- **Text excerpt**
================================
ERS: Farm income to decrease due to lower government payments |

ERS: Farm income to decrease due to lower government payments

Net farm income, a broad measure of profits, is forecast to decrease $9.8 billion (8.1%) to $111.4 billion in 2021, the Agriculture Department’s Economic Research Service said.

In 2020, government payments related to the coronavirus pandemic boosted farm income. Cash receipts are forecast to increase in 2021, but lower direct government farm payments are expected to drive most of the decline.

Also contributing to the 2021 decline in net income are higher production expenses.

Total production expenses, including operator dwelling expenses, are forecast to increase $8.6 billion (2.5%) to $353.7 billion (in nominal terms) in 2021.

Most of this reflects higher spending on feed, fertilizer and labor, ERS said.

USDA also released positive export data.

“The farm income forecast and export data released today reflect a growing need to ramp up our focus on expanding existing markets to create new opportunities for farmers, ranchers and producers at home and abroad,” Matt Herrick, the Agriculture Department communications director, said in a news release.
================================
- **Records**
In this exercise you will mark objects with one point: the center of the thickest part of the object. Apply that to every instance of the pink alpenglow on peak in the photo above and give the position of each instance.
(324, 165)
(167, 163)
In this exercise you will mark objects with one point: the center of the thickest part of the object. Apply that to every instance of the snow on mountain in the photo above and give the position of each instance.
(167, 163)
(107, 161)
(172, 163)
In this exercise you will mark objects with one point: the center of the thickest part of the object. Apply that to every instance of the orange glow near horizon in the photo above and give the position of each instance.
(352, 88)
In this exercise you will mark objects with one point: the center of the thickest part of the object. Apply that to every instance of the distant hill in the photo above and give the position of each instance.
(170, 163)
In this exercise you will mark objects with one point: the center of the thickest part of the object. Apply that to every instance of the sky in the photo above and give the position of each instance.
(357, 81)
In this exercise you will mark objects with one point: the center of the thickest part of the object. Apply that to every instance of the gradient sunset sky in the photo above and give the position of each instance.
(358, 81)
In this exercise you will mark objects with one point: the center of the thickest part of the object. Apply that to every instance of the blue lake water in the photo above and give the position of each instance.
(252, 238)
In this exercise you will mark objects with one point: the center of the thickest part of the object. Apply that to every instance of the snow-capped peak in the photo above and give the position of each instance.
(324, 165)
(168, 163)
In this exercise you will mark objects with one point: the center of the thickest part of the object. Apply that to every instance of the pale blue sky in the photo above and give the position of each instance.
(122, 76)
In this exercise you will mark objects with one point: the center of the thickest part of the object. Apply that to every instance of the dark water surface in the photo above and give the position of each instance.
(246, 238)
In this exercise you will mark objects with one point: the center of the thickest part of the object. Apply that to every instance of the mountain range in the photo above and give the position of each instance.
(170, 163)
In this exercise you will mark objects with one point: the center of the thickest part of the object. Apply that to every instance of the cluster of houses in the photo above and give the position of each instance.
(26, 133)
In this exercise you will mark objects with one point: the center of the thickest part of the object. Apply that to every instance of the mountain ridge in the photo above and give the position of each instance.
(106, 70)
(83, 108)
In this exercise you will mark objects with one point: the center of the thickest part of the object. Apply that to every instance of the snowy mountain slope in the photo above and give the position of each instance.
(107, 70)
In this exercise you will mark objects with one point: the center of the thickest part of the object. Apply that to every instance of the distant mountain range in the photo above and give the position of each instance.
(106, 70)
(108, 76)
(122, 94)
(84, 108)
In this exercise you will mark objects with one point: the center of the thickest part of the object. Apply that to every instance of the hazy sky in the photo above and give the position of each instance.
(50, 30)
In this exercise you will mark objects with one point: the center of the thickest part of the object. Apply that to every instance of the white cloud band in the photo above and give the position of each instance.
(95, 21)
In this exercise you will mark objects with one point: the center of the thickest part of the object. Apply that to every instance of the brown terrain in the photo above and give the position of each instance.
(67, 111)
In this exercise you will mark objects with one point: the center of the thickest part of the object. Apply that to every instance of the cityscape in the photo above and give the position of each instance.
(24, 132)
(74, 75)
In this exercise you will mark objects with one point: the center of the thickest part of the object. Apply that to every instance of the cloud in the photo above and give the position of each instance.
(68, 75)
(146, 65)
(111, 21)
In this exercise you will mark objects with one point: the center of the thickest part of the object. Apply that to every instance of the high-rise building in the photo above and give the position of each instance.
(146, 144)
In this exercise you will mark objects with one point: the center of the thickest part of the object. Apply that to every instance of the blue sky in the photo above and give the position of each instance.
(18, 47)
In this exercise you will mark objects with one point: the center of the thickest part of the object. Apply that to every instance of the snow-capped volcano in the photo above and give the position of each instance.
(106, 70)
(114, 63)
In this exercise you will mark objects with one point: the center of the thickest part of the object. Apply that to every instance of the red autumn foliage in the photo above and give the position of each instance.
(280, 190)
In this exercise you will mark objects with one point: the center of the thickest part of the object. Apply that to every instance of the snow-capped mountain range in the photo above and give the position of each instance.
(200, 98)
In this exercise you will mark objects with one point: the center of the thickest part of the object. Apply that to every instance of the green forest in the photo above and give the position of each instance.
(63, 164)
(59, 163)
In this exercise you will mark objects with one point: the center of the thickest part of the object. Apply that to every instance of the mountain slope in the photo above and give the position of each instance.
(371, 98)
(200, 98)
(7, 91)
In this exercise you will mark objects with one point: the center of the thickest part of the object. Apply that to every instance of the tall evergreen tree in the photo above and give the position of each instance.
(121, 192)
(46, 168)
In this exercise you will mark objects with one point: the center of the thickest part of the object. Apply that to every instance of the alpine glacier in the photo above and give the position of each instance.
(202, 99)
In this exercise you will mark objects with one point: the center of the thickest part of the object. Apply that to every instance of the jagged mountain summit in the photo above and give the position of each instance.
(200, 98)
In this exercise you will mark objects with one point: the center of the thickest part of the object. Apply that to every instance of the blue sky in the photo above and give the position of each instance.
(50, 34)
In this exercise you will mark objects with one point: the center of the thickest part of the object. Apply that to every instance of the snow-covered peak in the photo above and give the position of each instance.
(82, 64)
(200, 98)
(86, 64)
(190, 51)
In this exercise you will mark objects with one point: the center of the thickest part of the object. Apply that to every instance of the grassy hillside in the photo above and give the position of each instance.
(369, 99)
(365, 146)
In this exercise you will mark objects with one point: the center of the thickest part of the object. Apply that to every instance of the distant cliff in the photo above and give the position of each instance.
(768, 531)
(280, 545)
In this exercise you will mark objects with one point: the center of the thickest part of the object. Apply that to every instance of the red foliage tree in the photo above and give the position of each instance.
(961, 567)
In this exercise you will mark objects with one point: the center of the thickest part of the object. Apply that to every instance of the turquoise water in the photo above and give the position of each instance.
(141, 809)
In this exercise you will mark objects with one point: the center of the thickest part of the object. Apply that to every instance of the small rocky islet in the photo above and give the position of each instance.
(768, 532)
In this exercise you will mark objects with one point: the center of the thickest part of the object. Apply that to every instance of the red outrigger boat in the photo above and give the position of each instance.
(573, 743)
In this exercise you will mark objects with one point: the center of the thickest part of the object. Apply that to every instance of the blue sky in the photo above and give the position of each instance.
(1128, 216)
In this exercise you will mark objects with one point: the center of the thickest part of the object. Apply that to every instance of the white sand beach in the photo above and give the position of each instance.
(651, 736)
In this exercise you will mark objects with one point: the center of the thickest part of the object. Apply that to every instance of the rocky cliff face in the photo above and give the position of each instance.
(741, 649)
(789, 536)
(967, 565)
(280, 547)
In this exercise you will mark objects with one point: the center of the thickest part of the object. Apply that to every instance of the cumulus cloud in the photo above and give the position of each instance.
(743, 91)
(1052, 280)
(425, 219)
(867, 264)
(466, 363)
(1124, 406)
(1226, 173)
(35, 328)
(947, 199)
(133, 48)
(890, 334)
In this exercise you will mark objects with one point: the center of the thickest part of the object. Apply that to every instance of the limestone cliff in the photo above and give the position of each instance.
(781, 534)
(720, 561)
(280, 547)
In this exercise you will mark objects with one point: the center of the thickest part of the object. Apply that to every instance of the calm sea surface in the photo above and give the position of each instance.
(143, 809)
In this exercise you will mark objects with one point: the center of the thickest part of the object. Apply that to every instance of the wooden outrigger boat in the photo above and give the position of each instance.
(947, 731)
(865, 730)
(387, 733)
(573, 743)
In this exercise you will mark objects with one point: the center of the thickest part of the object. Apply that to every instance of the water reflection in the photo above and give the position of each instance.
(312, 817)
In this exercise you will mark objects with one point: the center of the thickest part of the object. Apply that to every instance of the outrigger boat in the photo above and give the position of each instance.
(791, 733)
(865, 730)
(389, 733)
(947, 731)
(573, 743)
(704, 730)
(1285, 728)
================================
From the farm income article, write out the passage between "Net farm income, a" and "terms) in 2021.", inclusive. You can ignore the lines.

- **Reply to the task**
Net farm income, a broad measure of profits, is forecast to decrease $9.8 billion (8.1%) to $111.4 billion in 2021, the Agriculture Department’s Economic Research Service said.

In 2020, government payments related to the coronavirus pandemic boosted farm income. Cash receipts are forecast to increase in 2021, but lower direct government farm payments are expected to drive most of the decline.

Also contributing to the 2021 decline in net income are higher production expenses.

Total production expenses, including operator dwelling expenses, are forecast to increase $8.6 billion (2.5%) to $353.7 billion (in nominal terms) in 2021.